**TEXTE À ANALYSER**:

Je me souviens des classes spacieuses en demi-rotonde ouvertes de grandes baies vitrées, de la cour goudronnée, des arbustes plantés sur le contrefort de la dénivellation, d’un bac à sable, d’un tourniquet…
Je me souviens surtout du dortoir. Une grande pièce sommaire meublée de lits de camp sortis tout droit d’un surplus de l’armée, pieds de bois blanc et grossière toile kaki.
Je me souviens de mon refus de dormir. Je m’asseyais sur la couche sommaire et inventais des personnages et des histoires que je me racontais à voix très basse, en deçà du chuchotement.
Je me souviens que mon attitude était jugée inacceptable. Il fallait mater la forte tête, la faire plier, l’obliger à la sieste commune et soi-disant réparatrice. Alors… oui, je sais, autres temps autres mœurs… on m’attachait sur le lit.
Je me souviens de la honte et de l’humiliation. Deux sentiments terribles qui m’ont poussé au silence et au refoulement. Je n’ai rien dit. J’ai serré les dents, voulu croire à ma force.
Je me souviens du nom de la « maîtresse » – si l’on se place dans une optique sadique, le mot n’était pas si mal choisi –, mais bien qu’elle soit morte depuis longtemps je le garderai pour moi, en moi, comme un ultime éclat de cette violence qui a tué pour moi tout espoir de sérénité dans un lit déserté par Morphée car depuis ce temps je fonctionne simplement : « un œil ouvert, un pied par terre. »
Je n’accuse pas la Maternelle d’être à l’origine de mes insomnies récurrentes – systémiques pour employer un mot très à la mode – puisqu’on a vu qu’elles préexistaient ; en revanche, j’affirme que je lui dois cette incapacité, ce handicap, qui m’empêche de tenir la position allongée lorsque je suis inactif.

Bien sûr, parler de ces choses-là après si longtemps relève d’une reconstitution fragmentaire et partiale autant que partielle. Des images se télescopent, des souvenirs s’entrechoquent. À quel endroit se situe la ligne de partage entre la vérité pure et une lente dilution ou, au contraire, une certaine sublimation de la mémoire ? Raconter cette vie insomniaque en quelques phrases, c’est nécessairement prendre des raccourcis, omettre des détails qui n’en sont peut-être pas. N’est-il pas possible, au fond, que des analyses psychologiques aient fait émerger davantage une explication rationnelle et rassurante à un phénomène naturel ? Et si nous avions simplement un capital sommeil comme un capital soleil, inégalement réparti entre chacun ? Ma peau trop blanche de roux tacheté ne supporte pas le soleil, il en va sans doute de même avec ma pauvre tête qui refuse l’absence, l’abstraction nécessaire du dormeur. Deux analyses de plusieurs années chacune n’ont rien tranché à ce sujet, mais est-ce un hasard si la seconde a commencé par une cure de sommeil de trois semaines ? Si nous voulons absolument que tout soit relié, qu’il y ait une explication à chaque chose, événement ou sentiment, alors nous ne pouvons nous dérober au final devant une forme de simplicité que nous pouvons prétendre « simpliste » afin de nous rassurer, nous dérober une fois encore.

**EXERCICE 1**:
Recopiez le passage du récit sur l'insomnie, de « Je me souviens de mon » à « deçà du chuchotement. ».
**EXERCICE 2**:
Rédigez la suite du récit sur l'insomnie, en reprenant juste après sa dernière phrase.
Les lignes ci-dessous proviennent d'une autre source.

**DONNÉES EXTRAITES**:
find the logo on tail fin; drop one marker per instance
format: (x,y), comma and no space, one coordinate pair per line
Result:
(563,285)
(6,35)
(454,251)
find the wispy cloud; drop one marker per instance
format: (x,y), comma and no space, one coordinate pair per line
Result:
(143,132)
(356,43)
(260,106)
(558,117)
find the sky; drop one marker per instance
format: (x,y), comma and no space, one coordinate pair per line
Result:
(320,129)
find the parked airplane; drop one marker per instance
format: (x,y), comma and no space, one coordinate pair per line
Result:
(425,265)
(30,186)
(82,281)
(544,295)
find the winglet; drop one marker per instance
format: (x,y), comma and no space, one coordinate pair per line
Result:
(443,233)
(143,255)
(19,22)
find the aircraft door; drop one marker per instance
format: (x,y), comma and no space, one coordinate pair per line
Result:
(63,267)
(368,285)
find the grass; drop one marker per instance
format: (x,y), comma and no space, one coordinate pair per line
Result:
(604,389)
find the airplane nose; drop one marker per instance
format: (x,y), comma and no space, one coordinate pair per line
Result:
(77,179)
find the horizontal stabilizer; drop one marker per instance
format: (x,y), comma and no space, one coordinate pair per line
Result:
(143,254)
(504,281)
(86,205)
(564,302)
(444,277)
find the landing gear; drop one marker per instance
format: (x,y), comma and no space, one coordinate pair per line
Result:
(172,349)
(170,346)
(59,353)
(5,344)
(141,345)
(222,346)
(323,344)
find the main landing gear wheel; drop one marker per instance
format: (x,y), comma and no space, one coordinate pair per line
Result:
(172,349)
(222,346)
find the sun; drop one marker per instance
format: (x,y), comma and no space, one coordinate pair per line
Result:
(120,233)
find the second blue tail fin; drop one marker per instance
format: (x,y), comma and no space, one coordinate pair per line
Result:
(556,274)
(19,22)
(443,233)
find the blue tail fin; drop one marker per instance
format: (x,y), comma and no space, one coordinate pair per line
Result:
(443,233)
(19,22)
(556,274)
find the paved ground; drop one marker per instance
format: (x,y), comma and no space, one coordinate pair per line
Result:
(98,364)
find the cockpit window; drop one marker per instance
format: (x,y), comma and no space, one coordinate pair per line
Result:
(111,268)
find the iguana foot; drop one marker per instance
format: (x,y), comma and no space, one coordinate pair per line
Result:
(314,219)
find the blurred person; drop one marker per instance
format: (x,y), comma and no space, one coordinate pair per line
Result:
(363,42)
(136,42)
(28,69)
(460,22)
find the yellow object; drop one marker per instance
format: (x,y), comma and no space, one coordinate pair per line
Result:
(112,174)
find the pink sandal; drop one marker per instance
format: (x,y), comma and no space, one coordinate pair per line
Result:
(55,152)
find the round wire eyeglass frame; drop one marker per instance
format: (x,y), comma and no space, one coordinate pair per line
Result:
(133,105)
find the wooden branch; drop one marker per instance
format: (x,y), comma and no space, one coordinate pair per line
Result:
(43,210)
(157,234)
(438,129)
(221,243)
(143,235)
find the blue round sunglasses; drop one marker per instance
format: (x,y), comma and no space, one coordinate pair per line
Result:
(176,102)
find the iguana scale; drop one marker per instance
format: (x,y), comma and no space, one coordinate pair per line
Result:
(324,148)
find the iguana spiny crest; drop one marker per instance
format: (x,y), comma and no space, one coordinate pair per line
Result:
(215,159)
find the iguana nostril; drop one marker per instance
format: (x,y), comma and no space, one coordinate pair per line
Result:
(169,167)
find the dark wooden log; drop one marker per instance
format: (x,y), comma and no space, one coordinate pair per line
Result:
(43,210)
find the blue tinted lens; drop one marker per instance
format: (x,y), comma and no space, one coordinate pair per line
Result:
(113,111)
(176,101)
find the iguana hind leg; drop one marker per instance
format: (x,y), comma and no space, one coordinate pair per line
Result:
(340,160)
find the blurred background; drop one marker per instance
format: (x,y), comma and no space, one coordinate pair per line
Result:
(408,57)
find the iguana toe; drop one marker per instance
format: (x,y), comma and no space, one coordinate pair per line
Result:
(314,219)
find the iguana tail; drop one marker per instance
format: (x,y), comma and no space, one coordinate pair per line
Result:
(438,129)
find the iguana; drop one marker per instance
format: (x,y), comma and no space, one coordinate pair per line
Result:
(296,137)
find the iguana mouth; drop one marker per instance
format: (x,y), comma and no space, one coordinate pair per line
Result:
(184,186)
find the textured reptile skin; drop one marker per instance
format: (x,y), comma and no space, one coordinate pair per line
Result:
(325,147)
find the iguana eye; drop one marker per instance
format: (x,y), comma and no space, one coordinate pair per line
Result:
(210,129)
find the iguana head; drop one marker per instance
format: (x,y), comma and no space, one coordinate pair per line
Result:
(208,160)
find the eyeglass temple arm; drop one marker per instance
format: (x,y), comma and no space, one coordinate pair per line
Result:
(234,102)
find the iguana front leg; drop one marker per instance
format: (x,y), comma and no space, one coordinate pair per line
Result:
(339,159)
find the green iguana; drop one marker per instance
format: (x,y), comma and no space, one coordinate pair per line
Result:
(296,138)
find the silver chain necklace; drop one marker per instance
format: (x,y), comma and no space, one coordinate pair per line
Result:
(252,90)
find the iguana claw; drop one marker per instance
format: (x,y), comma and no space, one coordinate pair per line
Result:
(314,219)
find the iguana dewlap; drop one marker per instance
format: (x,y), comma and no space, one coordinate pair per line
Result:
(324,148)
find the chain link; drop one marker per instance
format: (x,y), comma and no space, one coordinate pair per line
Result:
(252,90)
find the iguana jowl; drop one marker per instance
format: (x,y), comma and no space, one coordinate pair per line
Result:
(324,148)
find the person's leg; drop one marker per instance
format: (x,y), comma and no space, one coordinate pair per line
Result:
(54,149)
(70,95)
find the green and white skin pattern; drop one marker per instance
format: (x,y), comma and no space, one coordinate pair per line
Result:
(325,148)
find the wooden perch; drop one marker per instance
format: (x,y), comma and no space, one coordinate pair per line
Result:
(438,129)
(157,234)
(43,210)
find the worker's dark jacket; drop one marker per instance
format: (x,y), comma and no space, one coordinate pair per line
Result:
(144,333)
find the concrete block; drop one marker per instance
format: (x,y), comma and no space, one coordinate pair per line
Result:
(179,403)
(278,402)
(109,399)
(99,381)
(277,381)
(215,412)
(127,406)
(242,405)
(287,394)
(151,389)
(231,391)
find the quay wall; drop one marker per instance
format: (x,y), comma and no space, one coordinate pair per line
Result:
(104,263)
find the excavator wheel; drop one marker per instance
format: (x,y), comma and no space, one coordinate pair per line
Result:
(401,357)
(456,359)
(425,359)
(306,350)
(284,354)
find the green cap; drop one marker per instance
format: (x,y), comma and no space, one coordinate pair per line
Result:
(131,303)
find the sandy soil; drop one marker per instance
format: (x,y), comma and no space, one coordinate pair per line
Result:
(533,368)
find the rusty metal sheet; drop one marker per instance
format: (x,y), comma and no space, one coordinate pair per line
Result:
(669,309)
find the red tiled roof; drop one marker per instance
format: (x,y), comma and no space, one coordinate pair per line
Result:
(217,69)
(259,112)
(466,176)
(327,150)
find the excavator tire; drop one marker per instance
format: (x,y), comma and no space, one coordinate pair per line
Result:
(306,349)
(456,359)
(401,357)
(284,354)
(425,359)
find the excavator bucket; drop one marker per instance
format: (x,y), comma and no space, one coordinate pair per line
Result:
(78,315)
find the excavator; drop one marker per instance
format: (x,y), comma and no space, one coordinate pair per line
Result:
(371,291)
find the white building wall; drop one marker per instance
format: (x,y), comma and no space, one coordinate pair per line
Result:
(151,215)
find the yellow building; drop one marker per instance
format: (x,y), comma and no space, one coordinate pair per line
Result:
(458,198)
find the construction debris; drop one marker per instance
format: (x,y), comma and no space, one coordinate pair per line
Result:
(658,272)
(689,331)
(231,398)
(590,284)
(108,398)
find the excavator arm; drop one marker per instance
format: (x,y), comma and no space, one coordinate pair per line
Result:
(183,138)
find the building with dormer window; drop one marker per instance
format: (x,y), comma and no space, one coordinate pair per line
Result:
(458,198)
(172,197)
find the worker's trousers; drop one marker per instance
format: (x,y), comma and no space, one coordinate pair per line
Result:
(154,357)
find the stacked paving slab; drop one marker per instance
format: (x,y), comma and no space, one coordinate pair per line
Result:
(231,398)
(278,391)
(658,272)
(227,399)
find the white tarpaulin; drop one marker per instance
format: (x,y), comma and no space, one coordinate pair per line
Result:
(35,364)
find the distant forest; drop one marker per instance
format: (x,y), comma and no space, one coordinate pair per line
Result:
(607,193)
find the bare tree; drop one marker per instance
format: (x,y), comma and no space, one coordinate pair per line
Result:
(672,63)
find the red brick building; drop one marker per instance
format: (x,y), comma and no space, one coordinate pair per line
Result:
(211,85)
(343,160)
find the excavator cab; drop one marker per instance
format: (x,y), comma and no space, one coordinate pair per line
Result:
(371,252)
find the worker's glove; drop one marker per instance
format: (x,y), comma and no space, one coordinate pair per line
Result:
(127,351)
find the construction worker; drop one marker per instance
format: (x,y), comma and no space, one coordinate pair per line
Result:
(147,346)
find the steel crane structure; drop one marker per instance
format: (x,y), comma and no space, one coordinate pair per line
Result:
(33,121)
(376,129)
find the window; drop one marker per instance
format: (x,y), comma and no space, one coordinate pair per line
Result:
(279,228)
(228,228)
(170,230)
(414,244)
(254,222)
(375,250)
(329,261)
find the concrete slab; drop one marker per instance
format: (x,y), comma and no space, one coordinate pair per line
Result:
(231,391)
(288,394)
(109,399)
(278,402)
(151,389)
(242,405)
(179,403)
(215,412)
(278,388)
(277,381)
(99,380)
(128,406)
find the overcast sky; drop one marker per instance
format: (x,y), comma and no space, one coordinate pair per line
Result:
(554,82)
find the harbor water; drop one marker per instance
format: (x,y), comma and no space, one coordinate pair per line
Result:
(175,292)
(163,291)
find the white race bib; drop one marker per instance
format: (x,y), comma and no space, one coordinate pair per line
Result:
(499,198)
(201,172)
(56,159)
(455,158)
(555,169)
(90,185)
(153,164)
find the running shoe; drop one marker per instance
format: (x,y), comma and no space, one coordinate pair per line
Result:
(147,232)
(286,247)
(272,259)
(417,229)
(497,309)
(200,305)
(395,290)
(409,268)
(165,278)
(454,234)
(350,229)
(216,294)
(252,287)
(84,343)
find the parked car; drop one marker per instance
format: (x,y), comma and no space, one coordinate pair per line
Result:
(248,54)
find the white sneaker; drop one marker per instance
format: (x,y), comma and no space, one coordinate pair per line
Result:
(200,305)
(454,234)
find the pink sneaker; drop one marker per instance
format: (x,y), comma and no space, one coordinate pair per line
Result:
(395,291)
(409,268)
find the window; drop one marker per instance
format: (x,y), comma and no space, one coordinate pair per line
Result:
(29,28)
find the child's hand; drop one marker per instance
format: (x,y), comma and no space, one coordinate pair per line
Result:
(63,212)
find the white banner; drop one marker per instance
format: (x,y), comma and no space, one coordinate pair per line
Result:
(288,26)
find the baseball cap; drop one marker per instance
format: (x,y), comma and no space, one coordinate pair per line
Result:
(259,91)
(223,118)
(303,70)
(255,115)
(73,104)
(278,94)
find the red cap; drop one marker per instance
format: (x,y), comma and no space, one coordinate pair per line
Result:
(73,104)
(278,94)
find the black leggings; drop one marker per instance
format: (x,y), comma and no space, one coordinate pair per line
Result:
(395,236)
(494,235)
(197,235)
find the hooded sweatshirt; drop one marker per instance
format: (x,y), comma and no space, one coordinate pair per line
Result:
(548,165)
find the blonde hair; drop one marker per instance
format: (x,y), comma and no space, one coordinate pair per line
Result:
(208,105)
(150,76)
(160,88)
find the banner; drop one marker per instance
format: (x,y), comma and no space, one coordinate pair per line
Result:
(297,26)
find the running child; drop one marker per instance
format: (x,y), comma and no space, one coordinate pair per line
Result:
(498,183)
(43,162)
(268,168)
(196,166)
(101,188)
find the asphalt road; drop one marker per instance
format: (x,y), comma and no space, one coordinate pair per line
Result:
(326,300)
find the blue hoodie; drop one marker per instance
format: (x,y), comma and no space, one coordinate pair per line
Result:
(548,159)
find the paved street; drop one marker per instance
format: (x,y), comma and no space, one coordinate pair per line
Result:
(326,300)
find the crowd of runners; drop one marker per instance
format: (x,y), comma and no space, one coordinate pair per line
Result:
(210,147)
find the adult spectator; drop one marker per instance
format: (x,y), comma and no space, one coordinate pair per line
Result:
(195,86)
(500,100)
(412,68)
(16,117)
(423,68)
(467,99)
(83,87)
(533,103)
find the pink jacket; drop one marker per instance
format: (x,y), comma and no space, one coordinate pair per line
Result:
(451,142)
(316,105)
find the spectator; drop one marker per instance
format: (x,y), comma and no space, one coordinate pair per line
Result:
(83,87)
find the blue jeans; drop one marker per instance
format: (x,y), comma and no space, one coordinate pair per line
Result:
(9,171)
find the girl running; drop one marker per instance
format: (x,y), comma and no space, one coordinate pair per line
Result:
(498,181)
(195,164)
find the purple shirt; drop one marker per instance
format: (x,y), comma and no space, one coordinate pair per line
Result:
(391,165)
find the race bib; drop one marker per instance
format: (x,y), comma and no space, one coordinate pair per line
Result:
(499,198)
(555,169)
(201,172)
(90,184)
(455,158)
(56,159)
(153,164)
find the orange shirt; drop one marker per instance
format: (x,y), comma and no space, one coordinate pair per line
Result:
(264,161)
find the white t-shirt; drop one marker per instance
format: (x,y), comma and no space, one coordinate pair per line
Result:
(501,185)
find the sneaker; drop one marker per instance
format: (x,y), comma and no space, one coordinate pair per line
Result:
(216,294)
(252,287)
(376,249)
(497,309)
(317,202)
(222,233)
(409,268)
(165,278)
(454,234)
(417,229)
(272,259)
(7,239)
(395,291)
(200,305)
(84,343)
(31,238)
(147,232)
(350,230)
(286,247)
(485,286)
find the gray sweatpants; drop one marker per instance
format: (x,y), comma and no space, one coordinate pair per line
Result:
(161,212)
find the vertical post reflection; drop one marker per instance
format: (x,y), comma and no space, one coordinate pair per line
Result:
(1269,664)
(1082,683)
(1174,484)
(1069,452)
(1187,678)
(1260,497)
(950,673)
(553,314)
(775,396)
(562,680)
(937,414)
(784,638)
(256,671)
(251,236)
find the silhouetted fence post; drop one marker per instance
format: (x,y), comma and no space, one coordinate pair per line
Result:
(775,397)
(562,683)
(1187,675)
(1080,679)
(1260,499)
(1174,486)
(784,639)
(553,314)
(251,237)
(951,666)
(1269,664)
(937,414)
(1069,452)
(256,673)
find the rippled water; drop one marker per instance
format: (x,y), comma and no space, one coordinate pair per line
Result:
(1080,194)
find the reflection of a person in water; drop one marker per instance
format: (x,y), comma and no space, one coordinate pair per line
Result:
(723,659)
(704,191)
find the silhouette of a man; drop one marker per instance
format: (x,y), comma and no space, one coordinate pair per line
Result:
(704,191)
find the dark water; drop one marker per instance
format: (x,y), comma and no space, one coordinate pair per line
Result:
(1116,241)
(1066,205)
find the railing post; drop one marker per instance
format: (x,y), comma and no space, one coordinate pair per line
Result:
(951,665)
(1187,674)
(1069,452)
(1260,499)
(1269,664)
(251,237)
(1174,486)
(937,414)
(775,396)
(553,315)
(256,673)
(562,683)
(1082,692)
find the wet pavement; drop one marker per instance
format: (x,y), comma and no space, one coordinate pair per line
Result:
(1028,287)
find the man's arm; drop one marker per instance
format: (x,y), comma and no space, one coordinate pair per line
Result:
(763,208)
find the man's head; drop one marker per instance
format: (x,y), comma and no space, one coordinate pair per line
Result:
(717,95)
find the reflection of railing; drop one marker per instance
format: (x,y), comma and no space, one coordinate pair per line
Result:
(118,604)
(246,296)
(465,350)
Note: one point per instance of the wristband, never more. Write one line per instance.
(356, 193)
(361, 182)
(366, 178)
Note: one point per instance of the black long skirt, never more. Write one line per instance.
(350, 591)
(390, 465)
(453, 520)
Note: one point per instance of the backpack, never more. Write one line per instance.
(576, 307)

**RÉPONSE 1**:
Je me souviens de mon refus de dormir. Je m’asseyais sur la couche sommaire et inventais des personnages et des histoires que je me racontais à voix très basse, en deçà du chuchotement.

**RÉPONSE 2**:
Si mes nuits étaient déjà difficiles durant la petite enfance, c’est à l’entrée dans l’adolescence que les insomnies – faut-il vraiment utiliser le pluriel ou ne s’agit-il pas plutôt d’une seule, interminable, ontologique ? – devinrent chroniques. Disons à partir de quatorze ou quinze ans. Avant cela, j’ai le souvenir de nuits pleines, bien qu’elles fussent rares. Notamment, d’une dans une vieille maison cantalienne, à Saint-Flour, où j’avais partagé une paillasse avec mon frère ; un drap blanc garni de feuilles mortes sur lequel j’avais dormi comme un loir tandis qu’à mon côté mon frangin n’avait pu fermer l’œil à cause des crissements qui s’élevaient sitôt que l’un de nous bougeait.
Toute mon enfance, j’ai aimé les nids… paillasse, matelas défoncés sur lesquels je pouvais me recroqueviller en chien de fusil – position fœtale par excellence – en ramenant sur moi, de préférence, un lourd édredon de plumes pourtant tout à fait inadéquat à mon tempérament allergique. Il est évident que de devoir abandonner cela pour des matelas durs posés sur des sommiers à lattes modernes, des oreillers en mousse et de vagues « couettes » synthétiques n’a pas contribué pour rien à la fuite du peu de sommeil auquel j’aurais pu prétendre. Je n’avais pas le choix ; garder la plume, c’était à la fois dormir et mourir. La boucle était bouclée, qui donnait entièrement raison aux fantasmagories de ma petite enfance, qui me disaient intuitivement que m’abandonner au sommeil c’était m’offrir à la mort.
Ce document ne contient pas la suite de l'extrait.